Work task - Below are entries; output exactly the lines from the one with "Target: white billboard sign" to the one with "formatted like [528,536].", both included, and nothing else.
▼
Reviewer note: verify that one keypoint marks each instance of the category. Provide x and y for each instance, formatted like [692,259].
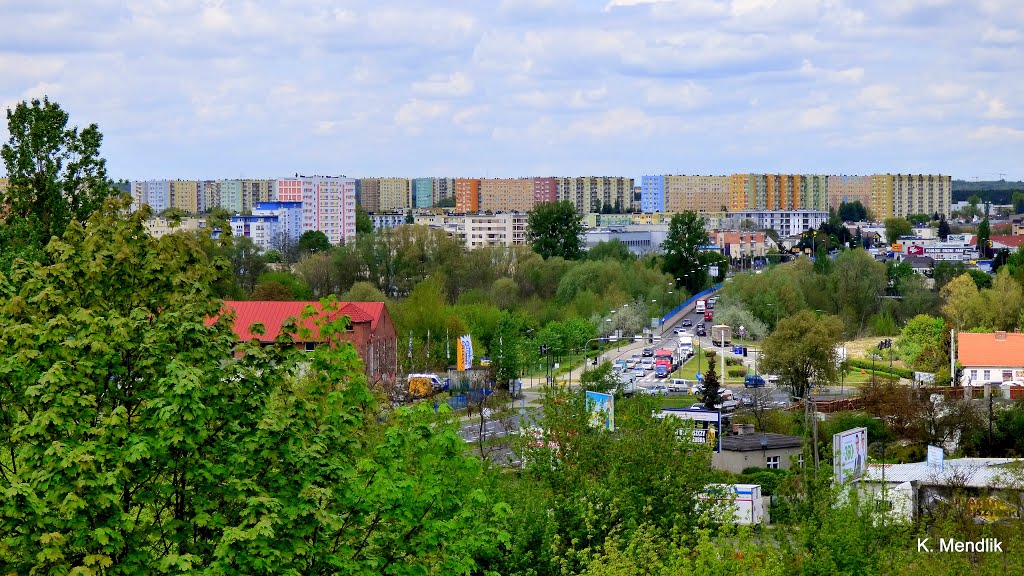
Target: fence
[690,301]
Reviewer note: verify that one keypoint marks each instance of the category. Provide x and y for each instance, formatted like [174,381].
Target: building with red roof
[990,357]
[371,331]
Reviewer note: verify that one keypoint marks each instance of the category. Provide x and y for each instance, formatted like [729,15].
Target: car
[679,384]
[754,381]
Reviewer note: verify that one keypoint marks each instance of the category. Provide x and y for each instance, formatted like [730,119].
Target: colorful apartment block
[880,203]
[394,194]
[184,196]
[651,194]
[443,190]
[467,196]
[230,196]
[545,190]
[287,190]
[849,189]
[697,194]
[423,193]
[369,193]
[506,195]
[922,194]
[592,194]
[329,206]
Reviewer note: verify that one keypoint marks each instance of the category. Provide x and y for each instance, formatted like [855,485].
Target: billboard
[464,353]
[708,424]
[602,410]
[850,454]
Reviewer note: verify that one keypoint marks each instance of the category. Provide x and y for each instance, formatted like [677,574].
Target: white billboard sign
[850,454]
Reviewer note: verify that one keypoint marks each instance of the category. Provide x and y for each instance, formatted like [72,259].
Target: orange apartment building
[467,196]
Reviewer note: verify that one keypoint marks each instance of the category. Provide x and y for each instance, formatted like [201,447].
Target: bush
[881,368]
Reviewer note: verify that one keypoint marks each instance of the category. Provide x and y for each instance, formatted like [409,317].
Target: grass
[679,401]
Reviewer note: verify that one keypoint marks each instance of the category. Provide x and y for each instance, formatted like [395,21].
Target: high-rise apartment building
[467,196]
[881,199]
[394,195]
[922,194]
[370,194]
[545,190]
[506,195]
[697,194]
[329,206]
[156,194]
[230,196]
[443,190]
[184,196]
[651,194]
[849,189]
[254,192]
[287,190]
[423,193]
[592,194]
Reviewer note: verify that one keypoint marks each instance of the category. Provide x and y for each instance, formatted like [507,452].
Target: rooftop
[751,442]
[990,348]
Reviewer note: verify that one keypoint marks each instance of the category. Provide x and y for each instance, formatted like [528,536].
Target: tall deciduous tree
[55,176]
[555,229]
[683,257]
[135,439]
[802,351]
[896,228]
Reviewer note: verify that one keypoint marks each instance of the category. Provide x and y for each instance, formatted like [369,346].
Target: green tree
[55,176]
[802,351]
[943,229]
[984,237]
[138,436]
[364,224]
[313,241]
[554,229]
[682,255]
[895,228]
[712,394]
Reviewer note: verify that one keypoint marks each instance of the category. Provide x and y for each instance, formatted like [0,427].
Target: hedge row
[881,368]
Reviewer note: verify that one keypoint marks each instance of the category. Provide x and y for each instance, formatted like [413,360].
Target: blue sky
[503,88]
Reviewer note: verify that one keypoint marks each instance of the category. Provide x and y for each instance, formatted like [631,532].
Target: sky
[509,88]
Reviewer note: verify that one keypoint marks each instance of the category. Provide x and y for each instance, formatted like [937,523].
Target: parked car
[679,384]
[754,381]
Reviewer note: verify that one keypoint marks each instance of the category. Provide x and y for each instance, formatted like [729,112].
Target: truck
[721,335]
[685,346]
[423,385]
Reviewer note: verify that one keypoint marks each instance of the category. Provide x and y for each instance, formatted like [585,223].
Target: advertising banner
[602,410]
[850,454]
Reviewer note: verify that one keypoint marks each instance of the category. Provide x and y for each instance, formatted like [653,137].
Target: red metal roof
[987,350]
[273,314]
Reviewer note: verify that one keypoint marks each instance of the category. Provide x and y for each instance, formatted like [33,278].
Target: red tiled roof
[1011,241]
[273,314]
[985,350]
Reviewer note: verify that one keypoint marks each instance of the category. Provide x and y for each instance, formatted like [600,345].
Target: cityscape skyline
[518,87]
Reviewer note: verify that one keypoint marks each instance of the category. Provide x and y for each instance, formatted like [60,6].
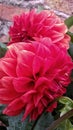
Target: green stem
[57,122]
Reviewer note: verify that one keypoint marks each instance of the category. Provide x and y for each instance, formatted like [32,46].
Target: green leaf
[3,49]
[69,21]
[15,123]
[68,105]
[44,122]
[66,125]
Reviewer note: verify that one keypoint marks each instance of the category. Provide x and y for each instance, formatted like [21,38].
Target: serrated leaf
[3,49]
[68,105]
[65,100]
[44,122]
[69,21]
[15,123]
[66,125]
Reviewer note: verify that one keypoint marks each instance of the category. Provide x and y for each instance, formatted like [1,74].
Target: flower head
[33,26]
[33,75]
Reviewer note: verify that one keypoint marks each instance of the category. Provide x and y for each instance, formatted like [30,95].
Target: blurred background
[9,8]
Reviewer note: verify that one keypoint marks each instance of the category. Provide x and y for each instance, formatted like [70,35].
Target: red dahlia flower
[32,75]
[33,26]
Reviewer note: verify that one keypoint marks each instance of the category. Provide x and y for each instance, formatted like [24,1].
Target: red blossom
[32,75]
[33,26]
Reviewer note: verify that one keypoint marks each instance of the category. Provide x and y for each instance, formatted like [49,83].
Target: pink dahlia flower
▲
▼
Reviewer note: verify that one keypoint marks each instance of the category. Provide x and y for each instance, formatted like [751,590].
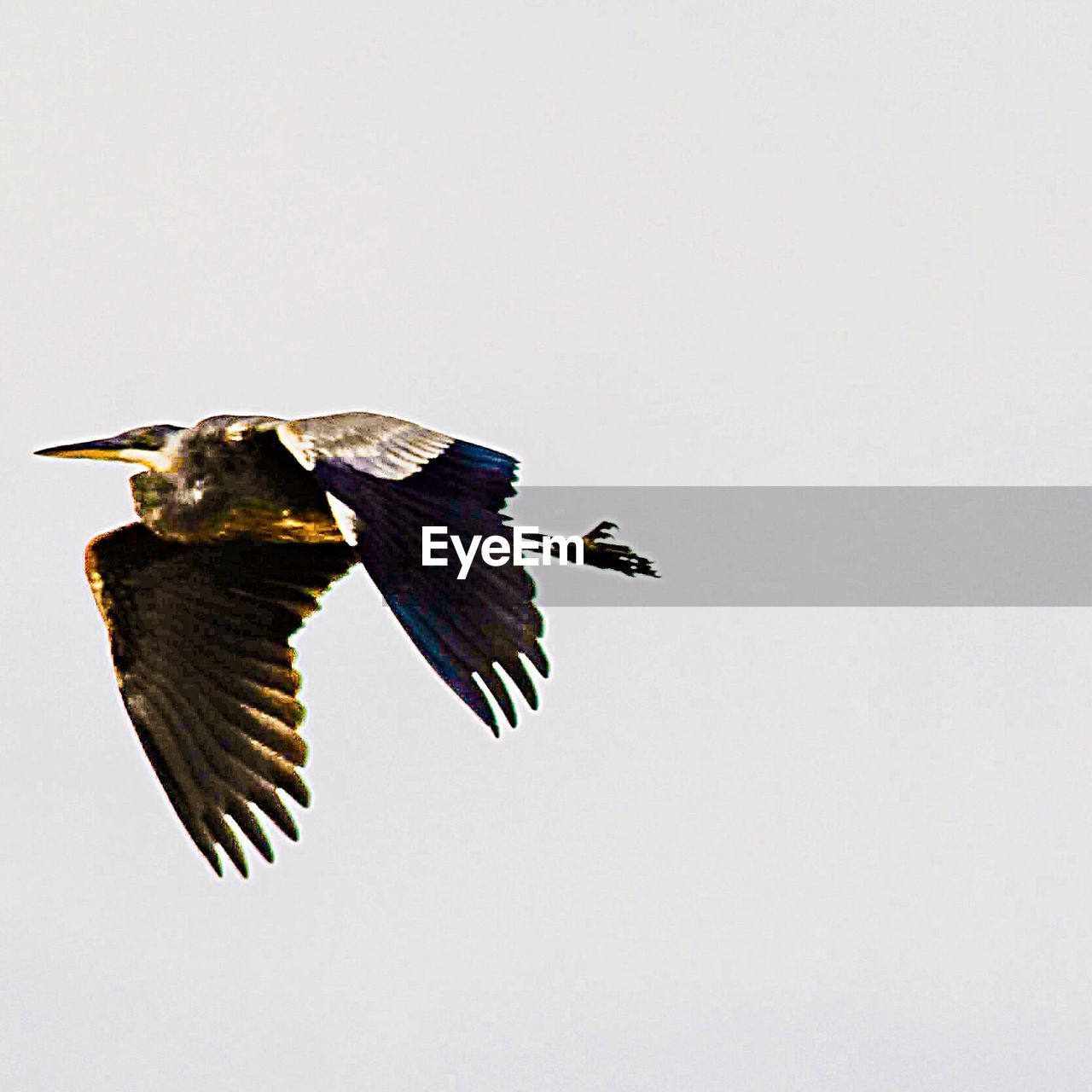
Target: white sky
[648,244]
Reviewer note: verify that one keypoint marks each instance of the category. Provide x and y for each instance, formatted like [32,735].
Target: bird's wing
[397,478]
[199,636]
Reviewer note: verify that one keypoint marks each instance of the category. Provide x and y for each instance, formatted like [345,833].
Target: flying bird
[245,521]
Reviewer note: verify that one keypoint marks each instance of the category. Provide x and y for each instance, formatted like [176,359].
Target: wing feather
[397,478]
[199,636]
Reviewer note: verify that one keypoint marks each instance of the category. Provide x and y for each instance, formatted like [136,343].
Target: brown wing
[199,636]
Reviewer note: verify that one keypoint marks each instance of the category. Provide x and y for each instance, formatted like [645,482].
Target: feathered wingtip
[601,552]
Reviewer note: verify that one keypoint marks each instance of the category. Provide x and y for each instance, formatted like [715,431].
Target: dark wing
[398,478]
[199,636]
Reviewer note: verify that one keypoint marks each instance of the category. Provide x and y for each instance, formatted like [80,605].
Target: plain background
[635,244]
▲
Result -
Target: white billboard sign
[850,454]
Reviewer note: verify that one keypoint marks each instance of the category. Provide x and y for each instance, formatted like [72,259].
Target: orange apartment building
[467,196]
Reviewer note: verify that one keypoint marks each instance of the category. Provide x and y for each instance, formatted like [201,447].
Target: bush
[881,368]
Reviewer note: verify that one keypoint marks each instance of the category. Provide x and y for each instance, formatted like [409,317].
Target: grass
[679,401]
Reviewer note: verify that one keypoint marks each instance of the category. Provide x and y for each instance, formatted like [395,21].
Target: high-rise apartment building
[467,196]
[881,199]
[394,195]
[922,194]
[370,194]
[545,190]
[506,195]
[697,194]
[329,206]
[156,194]
[230,196]
[443,190]
[184,196]
[651,194]
[849,189]
[254,192]
[287,190]
[423,193]
[592,194]
Reviewer note: verify that one keypoint marks each instance of the category. Provide x and y for each instance, formatted like [507,452].
Target: rooftop
[751,442]
[990,348]
Reviewer note: verify that one keypoint marks each instance of the category. Provide x and y for each instance, formatted like [528,536].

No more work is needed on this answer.